> [Supplied text]
────────────────────────────────────────

May 31st, 2004

"Without Regard"



"We won't know where we're going 'till we're there."

 

Latest news: it appears that Pat Tillman, the former NFL player who ditched his contract to enlist following 9/11, was a victim of friendly fire.

After some time of saying that he was killed by enemy forces while serving in Afghanistan, the Army now admits that the "probable" cause of his death was being shot by our own folks. There was a battle between ourselves and our Afghan allies and the enemy (or maybe ourselves and our allies, without any enemy) and someone took shots at an Afghan, mistaking him for an enemy combatant. Tillman was apparently too close to the "enemy," and was shot in the confusion.

"A fellow Ranger looks over and sees an Afghan military member, and they think they're an enemy and take them under fire," the senior defense official quoted anonymously in the article said: "You can imagine how crazy, how absolutely confusing the situation is."

Indeed.

This doesn't change the fact that Tillman died serving his country. He died trying to save his own people's lives, "without regard for his own safety." It doesn't negate any of the awards he got, alive or dead. He died bravely, and with distinction. And it doesn't alter any of the praise given to him when he died. It doesn't make him any less of a man, any less of a soldier, or any less of an American.

But this announcement does cast a pall over the attempts to make him into a poster boy for the War on Terror. If anything, it makes him a poster boy against it, or at least against how we're handling it.

The circumstances of Tillman's death stand as an example of what a bloody, senseless mess war can be. And they also shed yet another ray of light on what a bloody, senseless, clueless and fucked-up mess the War on Terror has become.

What went wrong? It's pretty simple, actually: we don't know what the hell we're doing ­ at all. From start to finish this has been a "make it up as we go along" venture, and with the major press no longer cowed by threats of being viewed as "unpatriotic," that truth is finally starting to sink in.

────────────────────────────────────────

> [Records provided]
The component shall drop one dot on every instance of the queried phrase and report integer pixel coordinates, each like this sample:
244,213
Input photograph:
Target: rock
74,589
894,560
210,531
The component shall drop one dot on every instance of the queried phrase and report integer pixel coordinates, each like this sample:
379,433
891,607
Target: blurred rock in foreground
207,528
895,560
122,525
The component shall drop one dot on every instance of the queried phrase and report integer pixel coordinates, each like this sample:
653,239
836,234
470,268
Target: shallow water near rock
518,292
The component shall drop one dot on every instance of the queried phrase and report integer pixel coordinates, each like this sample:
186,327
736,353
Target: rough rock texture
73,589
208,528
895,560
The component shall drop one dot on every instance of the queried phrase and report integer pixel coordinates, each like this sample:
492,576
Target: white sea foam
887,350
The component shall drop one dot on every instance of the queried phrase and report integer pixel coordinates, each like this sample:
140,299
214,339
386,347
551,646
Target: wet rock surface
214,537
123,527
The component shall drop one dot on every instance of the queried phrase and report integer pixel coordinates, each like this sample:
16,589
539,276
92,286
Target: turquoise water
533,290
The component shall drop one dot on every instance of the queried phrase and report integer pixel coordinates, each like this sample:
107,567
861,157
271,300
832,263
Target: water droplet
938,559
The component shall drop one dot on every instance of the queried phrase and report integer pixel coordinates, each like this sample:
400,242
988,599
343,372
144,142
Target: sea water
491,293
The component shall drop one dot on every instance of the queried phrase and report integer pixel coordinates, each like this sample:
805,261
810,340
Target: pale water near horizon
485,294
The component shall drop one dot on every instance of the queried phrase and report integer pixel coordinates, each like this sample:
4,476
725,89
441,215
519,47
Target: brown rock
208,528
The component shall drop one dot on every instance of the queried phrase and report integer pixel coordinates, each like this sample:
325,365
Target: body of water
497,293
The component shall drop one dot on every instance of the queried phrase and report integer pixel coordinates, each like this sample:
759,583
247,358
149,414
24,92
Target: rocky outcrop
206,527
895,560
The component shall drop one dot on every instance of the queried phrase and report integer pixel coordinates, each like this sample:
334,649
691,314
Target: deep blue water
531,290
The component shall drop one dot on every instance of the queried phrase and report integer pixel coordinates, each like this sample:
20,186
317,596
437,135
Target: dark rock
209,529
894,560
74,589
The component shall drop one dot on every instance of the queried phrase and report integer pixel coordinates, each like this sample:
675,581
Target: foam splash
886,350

────────────────────────────────────────

> [List of tasks]
a. Using the text on Pat Tillman's death, explain in one to three sentences why the truth about the War on Terror is finally starting to sink in.
b. Please extend the text on Pat Tillman's death, picking up after its final sentence.
The data was drawn from a separate source.

> [Answers to each task]
a. The major press is no longer cowed by threats of being viewed as "unpatriotic." With that pressure gone, the fact that the war has been a "make it up as we go along" venture from start to finish is starting to sink in.

b.
Early on in the war, while we were only in Afghanistan, I realized that, in spite of what seemed to be a decisive victory, we were making some very serious mistakes. It wouldn't be until later, when the so-called "Rumsfeld Doctrine" was shown up for the goofy fraud that it is, that we'd realize how serious those mistakes were.

Then it became fairly clear that we didn't know where we were going, either, except around in circles. And then we got a glimpse of where we were going, but delivered in an utterly ham-fisted way (courtesy, in part, of neoconservative goober David Frum).

And now, there is Iraq. I supported our invasion of it, and faced with the raw evidence of Saddam's tyranny, I can't say my mind has been changed. Saddam needed to go, and we ­ being the ones who helped prop him up for all those years ­ were the ones who should have removed him. We helped break Iraq by supporting that monster, right up until he invaded Kuwait, so we bought Iraq.

And now we've laid claim to it at last, but we made the same mistakes we made when we invaded Afghanistan. We didn't commit enough troops to the effort, relying on Rumsfeld's cock-eyed notions of how to wage war and the idea (courtesy of paid liars and neo-con lunatics) that we'd be hailed as liberators. And while we did win ­ there was really no question that we would ­ we didn't win in the proper way, with an enemy force completely beaten and demoralized, and a people ready to stop fighting back and cooperate.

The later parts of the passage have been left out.